── EXERCISE INPUTS ──

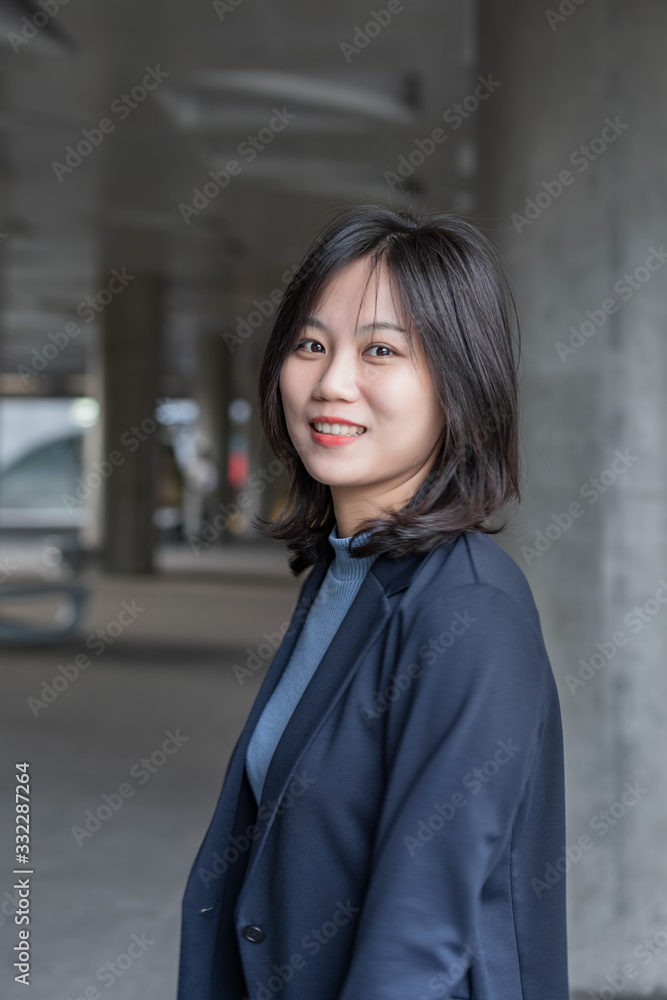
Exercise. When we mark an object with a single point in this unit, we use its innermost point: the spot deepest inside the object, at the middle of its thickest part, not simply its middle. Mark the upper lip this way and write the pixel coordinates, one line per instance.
(334, 420)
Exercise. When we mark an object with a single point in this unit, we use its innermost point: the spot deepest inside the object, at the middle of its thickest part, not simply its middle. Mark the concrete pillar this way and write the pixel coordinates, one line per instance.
(583, 91)
(131, 337)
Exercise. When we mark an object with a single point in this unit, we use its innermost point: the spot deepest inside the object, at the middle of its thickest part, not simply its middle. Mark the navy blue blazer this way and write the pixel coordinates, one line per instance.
(415, 793)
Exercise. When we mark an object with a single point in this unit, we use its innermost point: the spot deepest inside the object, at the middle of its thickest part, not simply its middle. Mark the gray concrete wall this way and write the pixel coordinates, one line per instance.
(562, 76)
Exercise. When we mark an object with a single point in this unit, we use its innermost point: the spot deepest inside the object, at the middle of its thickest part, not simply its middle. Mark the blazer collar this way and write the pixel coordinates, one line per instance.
(363, 623)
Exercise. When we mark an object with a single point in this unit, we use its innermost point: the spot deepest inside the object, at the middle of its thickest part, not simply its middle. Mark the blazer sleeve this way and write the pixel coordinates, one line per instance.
(462, 740)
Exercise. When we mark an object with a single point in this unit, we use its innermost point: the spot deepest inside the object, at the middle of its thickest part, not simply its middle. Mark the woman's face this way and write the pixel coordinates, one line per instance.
(351, 367)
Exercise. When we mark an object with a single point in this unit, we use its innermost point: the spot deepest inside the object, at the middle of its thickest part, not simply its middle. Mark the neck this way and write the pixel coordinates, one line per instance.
(355, 504)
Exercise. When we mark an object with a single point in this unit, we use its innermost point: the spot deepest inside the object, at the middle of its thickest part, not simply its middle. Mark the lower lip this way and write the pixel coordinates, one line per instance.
(333, 440)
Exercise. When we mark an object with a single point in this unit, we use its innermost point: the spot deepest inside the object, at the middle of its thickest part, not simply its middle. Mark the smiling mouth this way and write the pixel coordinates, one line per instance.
(340, 430)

───

— WHAT IS EXPECTED —
Copy every one of the records above word for word, omitting the pictures.

— ANSWER TO THIS EXERCISE —
Exercise. When we mark an object with a single point in this unit, we use its innermost point: the spot deepest inside the object, at the middle of its thickest part, not simply its middle. Mark the upper lip this way and write the pixel coordinates, one line per instance.
(334, 420)
Exercise. When we mark an object with a single point in this unit, we use its innermost point: the spot deepest inside the object, at the middle of its thickest part, not simply its middle. Mark the concrete pillar this way and write the pixel coordinates, one line per instance.
(583, 91)
(131, 337)
Exercise. When we mark an object with a single point in this unit, we use its innermost point: the spot deepest inside the object, at the middle of its thickest part, not simply its middle. Mark the navy blue blazer this way and write the pixel coordinates, one line per instance.
(415, 793)
Exercise. When we mark an object with a single point in this unit, we use its innermost point: the spot deepest inside the object, at the middle of its thickest part, not simply its middle. Mark the gray concrete wall this way and write the pixel coordinates, one line per instance.
(562, 76)
Exercise. When we mark an object with a single point in this unit, we use its innermost point: the spot deepest inside the object, at the middle of its thickest part, not simply its middle. Mark the blazer collar this way and write the pixel coordinates, one line per instance.
(363, 623)
Exercise. When we mark an object with a single point in this unit, we use its innermost point: the spot deepest inside the object, at the middle of its thickest part, not simply its middle. Mark the blazer sleeve this way and write the pixel coordinates, one line per instance.
(462, 740)
Exercise. When we mark an object with a single point in this unit, we use its innermost point: the spot deepest inside the object, at the middle of its thickest part, not simply its middle. Mark the woman's face this way and write the pixel coordinates, one line per instance.
(351, 367)
Exercise. When we mark an object with a single point in this unit, we use its innermost point: the spot deepest inside the object, at the middle of its thickest part, not simply its middle. Mark the neck this way and write the pixel coordinates, one line per instance.
(355, 504)
Exercise. When we mark an object with a single point in this unit, we use its innermost point: the spot deepest inside the object, at the middle of its thickest part, not simply its middle. Mark the lower lip this way and write the pixel coordinates, one line per instance.
(333, 440)
Exercise. When we mark an object with a single point in this unit, we use its innermost point: the spot deepest inside the object, at the middle of its thickest part, not simply its middle. Mark the smiling mouth this way and write the pixel coordinates, one line per instance.
(340, 430)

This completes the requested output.